- YOUR INSTRUCTIONS -
Quote the lines below exactly, from the one that holds "Where can the apricot" through the final line of the records, and only those.

Excerpts of location labeling data:
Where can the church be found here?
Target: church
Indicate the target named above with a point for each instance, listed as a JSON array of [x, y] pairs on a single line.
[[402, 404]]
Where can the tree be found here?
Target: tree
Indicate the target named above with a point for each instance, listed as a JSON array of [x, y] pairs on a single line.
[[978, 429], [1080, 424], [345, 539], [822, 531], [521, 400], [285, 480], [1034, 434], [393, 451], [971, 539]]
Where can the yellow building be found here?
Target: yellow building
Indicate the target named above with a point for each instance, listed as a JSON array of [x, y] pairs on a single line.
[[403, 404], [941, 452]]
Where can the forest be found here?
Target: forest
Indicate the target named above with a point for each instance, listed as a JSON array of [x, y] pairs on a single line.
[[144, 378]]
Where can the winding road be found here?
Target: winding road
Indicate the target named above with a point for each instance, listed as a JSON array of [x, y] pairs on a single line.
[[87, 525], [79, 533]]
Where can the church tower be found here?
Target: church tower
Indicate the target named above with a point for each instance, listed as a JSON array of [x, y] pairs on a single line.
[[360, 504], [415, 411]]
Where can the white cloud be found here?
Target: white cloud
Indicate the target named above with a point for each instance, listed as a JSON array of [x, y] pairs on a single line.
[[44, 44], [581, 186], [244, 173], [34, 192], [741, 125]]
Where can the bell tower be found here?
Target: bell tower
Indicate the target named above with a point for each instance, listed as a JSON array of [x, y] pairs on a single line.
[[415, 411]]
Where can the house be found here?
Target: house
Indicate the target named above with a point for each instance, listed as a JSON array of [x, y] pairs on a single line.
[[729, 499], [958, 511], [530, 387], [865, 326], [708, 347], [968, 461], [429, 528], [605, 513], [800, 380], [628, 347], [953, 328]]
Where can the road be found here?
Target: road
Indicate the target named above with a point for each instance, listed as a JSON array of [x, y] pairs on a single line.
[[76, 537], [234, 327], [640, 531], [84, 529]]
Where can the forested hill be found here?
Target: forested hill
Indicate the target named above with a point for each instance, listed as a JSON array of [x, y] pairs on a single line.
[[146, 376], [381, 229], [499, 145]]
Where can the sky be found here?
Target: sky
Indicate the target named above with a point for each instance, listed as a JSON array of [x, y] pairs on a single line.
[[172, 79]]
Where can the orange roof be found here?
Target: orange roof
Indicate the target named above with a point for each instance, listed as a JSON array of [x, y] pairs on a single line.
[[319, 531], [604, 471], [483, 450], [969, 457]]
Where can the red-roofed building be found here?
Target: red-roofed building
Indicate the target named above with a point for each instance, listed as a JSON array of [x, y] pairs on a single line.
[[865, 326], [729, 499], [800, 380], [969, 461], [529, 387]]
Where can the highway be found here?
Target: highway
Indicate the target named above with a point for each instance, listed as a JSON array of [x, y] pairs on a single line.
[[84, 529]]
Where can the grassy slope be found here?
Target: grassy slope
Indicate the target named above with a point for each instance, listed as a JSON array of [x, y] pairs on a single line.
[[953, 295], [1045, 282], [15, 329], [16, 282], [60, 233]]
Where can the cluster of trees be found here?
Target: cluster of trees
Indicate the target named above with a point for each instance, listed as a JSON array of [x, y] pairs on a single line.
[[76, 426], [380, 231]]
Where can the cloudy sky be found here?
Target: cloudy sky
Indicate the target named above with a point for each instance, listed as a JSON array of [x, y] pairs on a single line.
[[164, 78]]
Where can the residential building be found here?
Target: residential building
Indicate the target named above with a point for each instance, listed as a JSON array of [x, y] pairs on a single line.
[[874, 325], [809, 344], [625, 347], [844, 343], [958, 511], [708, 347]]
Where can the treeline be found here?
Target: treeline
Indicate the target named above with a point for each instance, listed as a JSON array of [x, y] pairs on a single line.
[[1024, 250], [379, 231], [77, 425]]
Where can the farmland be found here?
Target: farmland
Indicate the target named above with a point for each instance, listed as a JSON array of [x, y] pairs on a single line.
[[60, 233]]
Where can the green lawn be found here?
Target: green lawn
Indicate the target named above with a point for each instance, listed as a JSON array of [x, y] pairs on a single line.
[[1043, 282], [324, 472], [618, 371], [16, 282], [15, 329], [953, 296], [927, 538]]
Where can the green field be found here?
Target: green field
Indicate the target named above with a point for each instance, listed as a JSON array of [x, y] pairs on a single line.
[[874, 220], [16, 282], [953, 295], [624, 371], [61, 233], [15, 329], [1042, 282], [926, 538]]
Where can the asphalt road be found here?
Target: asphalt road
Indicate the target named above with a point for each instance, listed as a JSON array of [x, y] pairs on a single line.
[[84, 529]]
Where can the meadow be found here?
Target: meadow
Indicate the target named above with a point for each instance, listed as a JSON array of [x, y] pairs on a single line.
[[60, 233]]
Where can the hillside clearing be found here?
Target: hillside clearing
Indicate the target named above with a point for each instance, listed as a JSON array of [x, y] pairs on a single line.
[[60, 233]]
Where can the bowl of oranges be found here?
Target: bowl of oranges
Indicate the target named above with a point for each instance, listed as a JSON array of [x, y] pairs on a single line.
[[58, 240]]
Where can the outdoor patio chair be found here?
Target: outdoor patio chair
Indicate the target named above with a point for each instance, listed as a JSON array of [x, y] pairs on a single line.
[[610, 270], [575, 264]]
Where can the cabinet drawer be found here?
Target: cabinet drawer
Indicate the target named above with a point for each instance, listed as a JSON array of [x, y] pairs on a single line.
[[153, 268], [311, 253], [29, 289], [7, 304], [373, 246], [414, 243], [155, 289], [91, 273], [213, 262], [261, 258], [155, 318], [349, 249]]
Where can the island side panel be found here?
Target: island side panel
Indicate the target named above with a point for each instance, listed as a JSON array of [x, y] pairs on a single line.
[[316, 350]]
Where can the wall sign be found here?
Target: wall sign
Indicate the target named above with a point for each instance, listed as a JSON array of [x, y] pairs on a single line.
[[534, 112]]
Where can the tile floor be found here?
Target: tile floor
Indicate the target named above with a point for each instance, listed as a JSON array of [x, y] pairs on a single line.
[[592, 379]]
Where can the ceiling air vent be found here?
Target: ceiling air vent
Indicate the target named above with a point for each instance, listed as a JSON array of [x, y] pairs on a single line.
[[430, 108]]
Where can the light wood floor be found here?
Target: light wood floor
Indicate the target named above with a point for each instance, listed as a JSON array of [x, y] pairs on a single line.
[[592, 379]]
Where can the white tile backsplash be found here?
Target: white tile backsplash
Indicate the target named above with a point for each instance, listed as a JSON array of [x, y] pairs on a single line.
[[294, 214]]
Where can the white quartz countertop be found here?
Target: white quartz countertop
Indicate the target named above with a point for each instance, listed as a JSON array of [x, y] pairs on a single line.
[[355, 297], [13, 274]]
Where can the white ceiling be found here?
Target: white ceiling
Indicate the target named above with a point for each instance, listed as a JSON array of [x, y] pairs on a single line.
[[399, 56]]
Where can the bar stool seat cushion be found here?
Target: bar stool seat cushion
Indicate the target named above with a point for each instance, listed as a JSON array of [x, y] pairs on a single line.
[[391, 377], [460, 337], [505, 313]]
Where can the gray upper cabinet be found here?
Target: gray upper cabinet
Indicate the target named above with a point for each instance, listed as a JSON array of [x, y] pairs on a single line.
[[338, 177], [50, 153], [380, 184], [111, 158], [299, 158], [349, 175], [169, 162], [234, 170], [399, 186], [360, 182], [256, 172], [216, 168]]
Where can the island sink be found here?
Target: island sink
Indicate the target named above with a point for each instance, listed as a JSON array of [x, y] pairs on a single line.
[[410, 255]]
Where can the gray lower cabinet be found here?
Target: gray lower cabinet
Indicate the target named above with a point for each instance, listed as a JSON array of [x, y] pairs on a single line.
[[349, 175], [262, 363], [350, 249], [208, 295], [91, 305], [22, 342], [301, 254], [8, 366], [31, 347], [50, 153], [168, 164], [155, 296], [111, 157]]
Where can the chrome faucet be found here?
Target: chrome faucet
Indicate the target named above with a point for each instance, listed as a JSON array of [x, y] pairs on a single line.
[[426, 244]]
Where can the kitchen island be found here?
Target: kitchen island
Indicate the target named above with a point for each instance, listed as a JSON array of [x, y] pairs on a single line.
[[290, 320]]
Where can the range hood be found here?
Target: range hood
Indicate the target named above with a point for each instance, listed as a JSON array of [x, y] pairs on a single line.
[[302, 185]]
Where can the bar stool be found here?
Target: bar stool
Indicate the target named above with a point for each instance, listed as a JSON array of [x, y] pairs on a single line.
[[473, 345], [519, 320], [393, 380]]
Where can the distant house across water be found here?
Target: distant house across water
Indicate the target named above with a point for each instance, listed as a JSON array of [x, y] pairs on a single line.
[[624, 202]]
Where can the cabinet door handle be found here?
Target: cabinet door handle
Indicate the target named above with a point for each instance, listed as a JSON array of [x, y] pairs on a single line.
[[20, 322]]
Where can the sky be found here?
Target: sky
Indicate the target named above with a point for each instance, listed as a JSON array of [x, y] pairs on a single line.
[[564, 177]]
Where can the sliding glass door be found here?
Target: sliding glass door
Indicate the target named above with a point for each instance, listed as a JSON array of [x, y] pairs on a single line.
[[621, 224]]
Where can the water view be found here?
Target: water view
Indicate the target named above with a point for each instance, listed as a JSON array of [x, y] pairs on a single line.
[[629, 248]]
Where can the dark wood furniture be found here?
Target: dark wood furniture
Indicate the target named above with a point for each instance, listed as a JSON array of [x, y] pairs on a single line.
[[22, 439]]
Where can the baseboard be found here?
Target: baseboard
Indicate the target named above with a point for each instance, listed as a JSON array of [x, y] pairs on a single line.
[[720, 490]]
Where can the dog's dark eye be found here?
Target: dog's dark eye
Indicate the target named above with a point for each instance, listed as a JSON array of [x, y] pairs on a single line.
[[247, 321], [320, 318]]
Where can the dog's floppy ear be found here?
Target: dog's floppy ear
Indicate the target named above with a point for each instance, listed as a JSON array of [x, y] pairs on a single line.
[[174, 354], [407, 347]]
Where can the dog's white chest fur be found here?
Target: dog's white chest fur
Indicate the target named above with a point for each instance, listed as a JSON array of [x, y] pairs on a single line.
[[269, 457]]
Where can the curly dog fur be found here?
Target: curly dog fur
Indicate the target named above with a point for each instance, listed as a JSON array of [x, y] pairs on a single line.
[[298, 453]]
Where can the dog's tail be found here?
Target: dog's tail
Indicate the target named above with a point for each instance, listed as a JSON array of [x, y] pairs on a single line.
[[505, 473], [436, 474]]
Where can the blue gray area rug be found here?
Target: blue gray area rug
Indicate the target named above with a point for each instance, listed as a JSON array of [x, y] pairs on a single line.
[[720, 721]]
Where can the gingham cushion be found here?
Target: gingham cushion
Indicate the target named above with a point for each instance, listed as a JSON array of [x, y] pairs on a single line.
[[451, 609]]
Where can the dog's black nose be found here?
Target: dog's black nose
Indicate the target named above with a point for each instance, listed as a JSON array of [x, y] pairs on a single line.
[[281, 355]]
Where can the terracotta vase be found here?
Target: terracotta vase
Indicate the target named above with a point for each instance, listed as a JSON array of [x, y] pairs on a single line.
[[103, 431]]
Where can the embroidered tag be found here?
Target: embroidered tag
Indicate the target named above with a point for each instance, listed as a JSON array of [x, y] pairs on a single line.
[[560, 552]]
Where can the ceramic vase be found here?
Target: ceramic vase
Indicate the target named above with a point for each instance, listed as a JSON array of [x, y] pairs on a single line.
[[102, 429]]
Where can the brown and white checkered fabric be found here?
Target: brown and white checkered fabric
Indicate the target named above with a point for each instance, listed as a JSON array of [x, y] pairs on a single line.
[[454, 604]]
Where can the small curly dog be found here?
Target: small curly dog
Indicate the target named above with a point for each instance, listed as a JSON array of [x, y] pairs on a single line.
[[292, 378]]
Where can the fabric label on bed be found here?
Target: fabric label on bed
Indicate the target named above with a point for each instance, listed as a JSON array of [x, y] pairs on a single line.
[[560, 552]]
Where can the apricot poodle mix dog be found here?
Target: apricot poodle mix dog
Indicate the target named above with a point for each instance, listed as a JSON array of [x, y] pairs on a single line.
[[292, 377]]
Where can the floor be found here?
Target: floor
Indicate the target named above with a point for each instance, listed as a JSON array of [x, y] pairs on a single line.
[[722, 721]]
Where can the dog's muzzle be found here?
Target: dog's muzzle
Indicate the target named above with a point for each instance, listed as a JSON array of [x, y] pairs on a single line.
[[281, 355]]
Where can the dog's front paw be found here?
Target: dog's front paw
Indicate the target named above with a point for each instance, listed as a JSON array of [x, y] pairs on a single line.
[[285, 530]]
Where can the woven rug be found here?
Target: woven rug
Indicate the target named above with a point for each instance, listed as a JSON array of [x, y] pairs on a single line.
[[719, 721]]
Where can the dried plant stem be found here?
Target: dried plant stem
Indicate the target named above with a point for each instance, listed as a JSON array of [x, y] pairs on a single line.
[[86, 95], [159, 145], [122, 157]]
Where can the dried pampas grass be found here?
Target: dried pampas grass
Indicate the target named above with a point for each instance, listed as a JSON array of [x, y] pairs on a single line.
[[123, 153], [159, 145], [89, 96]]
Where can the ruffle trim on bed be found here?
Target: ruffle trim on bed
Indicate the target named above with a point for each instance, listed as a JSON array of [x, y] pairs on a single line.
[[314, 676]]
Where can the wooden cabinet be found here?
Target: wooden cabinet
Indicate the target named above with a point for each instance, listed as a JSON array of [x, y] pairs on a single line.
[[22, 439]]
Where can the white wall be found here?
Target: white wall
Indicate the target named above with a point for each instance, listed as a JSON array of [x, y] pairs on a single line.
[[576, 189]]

- OUTPUT FOR THIS EXERCISE -
Where can the apricot poodle mix dog be found here?
Target: apricot poodle mix dog
Indicate the target named above with a point for each instance, listed as a JSON array of [x, y] pairs on a single line.
[[292, 377]]
Where can the floor be found here?
Target: floor
Indicate the target named above with a point for each instance, listed as a JSON array of [x, y] pairs on a single line.
[[722, 721]]
Where can the dog's muzzle be found here?
Target: dog's muzzle
Indicate the target named above with a point for each instance, listed as a JSON array of [x, y] pairs on a single line.
[[281, 355]]
Where can the dog's front paw be found here?
Target: dog's front paw
Indicate the target named above with a point for each instance, listed as a JSON array of [x, y] pairs on a single line.
[[285, 530]]
Where can the woven rug be found here?
Target: woven rug
Indicate the target named above with a point for each instance, listed as a JSON array of [x, y] pairs on a single line.
[[719, 721]]
Where can the dried plant stem be found here?
Target: dried plant stem
Indicate the target named above with a point for each instance, listed as a JSON array of [x, y] pairs on a single line.
[[86, 95], [159, 145], [122, 157]]
Where can the dried pampas grass be found here?
Target: dried pampas grass
Indicate the target named above with a point for each instance, listed as a JSON array of [x, y] pairs on a single line.
[[123, 153], [159, 145], [89, 96]]
Where can the ruffle trim on bed be found here?
Target: ruffle trim on bed
Indicate the target named above with a point for each instance, listed as a JSON array of [x, y] pairs on a single line.
[[314, 676]]
Where can the wooden cabinet be found here?
Target: wooden cabinet
Indicate the target named above with a point for each instance, listed as a JSON array of [x, y] pairs on a single line.
[[22, 439]]
Where can the white wall be found here?
Target: white wall
Indicate the target named above with a point for each instance, listed as a JSON array of [x, y] pairs on a single line.
[[576, 189]]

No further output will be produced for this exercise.